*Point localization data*

((

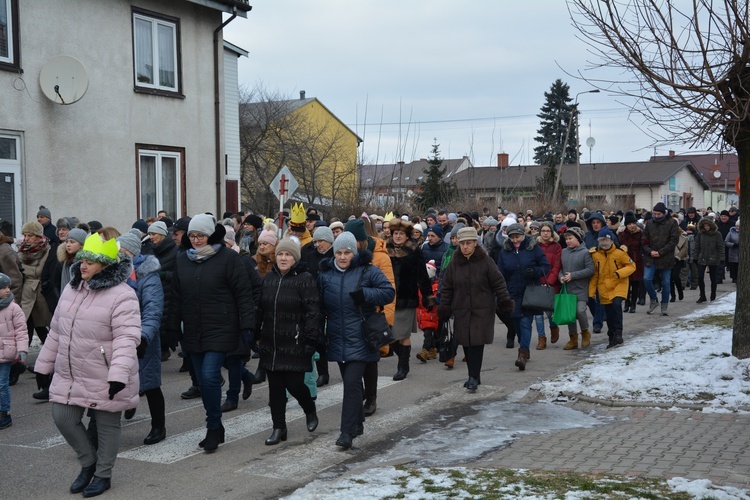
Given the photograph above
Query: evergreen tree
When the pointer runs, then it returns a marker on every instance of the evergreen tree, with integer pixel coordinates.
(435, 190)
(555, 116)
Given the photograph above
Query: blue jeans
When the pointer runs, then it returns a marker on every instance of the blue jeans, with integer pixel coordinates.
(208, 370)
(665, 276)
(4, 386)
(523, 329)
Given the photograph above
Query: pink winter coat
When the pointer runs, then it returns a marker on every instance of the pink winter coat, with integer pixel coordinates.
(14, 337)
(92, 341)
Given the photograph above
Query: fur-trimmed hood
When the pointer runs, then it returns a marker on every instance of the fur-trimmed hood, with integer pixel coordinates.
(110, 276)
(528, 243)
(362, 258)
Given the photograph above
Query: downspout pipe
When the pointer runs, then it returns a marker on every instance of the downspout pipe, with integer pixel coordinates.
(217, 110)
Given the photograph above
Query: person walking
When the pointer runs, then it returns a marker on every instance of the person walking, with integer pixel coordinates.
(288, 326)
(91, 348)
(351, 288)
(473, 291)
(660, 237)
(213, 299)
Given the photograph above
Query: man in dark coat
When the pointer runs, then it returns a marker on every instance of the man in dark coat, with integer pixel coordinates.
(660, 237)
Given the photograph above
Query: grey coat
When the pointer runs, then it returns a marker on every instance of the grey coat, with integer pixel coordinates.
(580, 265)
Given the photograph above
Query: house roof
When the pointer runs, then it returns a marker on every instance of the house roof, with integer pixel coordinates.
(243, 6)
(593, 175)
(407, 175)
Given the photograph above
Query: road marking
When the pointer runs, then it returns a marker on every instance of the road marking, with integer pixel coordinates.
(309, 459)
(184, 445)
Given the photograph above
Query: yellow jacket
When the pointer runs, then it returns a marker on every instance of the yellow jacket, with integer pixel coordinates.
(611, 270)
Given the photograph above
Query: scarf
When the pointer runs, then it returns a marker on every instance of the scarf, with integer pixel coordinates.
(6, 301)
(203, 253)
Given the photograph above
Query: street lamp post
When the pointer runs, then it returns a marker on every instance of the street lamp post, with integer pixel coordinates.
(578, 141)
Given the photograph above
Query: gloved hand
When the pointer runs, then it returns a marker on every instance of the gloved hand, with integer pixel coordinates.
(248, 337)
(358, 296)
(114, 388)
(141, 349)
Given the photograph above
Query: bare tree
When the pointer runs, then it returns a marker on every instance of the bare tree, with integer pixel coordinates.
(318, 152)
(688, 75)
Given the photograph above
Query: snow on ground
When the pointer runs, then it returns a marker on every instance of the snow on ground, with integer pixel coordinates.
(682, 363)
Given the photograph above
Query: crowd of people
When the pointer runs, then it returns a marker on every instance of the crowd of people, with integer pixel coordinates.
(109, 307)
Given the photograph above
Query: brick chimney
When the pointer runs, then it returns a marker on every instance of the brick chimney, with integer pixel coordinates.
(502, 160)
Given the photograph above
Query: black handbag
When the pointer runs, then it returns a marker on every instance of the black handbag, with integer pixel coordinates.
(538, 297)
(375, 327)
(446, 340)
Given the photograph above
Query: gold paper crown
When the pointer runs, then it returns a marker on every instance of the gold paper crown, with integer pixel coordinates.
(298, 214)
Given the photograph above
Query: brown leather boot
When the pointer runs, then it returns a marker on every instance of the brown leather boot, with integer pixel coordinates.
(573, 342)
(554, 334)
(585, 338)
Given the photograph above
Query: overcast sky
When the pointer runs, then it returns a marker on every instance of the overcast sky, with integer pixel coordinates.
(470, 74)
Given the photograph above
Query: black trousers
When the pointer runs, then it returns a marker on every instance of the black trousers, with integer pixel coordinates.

))
((

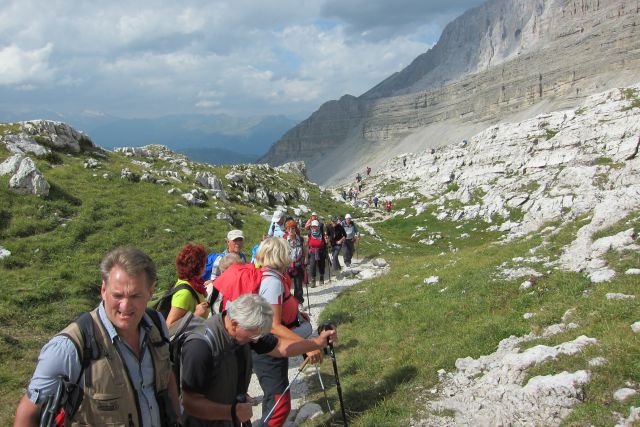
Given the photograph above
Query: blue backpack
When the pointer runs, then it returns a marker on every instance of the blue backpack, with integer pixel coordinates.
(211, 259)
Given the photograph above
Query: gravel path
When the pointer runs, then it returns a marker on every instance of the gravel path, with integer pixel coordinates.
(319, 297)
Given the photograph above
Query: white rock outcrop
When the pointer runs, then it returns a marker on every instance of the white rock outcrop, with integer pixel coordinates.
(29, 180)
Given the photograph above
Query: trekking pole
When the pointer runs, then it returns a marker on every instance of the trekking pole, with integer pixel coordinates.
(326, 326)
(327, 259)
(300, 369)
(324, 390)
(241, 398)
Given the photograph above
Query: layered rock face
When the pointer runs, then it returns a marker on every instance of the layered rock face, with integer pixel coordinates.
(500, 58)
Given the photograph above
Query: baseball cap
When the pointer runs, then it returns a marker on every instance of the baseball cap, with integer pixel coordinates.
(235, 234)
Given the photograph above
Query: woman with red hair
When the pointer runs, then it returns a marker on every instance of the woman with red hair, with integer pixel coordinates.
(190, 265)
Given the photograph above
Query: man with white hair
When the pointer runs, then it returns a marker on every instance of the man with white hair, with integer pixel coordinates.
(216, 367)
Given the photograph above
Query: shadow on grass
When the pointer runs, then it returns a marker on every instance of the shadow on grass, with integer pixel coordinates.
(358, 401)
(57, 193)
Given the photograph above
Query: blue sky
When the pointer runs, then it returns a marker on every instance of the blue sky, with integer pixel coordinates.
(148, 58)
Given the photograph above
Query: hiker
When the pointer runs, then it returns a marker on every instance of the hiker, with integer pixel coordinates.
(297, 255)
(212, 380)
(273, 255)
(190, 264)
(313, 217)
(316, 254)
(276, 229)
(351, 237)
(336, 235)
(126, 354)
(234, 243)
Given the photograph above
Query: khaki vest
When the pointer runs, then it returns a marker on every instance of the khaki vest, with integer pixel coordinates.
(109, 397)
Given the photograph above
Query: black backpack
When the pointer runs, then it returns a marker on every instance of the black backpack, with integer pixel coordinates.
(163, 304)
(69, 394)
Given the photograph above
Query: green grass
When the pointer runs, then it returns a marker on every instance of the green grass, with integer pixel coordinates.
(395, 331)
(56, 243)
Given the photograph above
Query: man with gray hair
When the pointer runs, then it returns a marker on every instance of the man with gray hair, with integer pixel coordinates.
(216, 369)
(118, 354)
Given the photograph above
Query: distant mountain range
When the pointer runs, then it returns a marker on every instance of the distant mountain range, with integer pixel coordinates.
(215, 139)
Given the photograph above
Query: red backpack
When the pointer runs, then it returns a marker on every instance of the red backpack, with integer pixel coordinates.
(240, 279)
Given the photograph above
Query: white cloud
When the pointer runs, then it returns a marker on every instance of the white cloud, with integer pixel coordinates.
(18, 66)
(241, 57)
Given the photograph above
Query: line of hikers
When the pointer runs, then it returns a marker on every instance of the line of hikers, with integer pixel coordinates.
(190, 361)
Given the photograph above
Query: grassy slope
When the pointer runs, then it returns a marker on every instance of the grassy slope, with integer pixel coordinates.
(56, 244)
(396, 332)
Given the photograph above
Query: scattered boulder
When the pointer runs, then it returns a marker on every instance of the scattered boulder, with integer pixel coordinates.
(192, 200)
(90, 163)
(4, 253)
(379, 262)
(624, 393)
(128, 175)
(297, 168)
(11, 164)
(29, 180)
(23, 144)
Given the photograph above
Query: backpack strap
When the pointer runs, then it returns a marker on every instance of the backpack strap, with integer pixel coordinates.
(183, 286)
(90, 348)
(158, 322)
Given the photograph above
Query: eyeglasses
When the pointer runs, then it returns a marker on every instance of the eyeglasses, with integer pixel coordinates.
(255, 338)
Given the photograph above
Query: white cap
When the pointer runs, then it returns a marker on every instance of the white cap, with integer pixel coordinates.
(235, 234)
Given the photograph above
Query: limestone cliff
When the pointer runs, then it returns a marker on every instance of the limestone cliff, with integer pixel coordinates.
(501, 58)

))

An exact copy of the lines above between the line holding "Query: pink winter coat" and the line holding "Query: person walking", inclusive, is the whole answer.

Query: pink winter coat
When the pointer runs, then it returns a marker on every instance of the pink winter coat, with integer pixel coordinates.
(14, 337)
(92, 341)
Given the photograph above
Query: fur-trimmed hood
When the pointer runs, then it returns a marker on every instance of the fur-trimmed hood, with integer pixel coordinates.
(110, 276)
(528, 243)
(362, 258)
Given the photograph above
Query: downspout pipe
When the pointer runs, then it returns a marker on every instance of the downspout pipe, with integer pixel coordinates.
(217, 110)
Given the photograph above
Query: person walking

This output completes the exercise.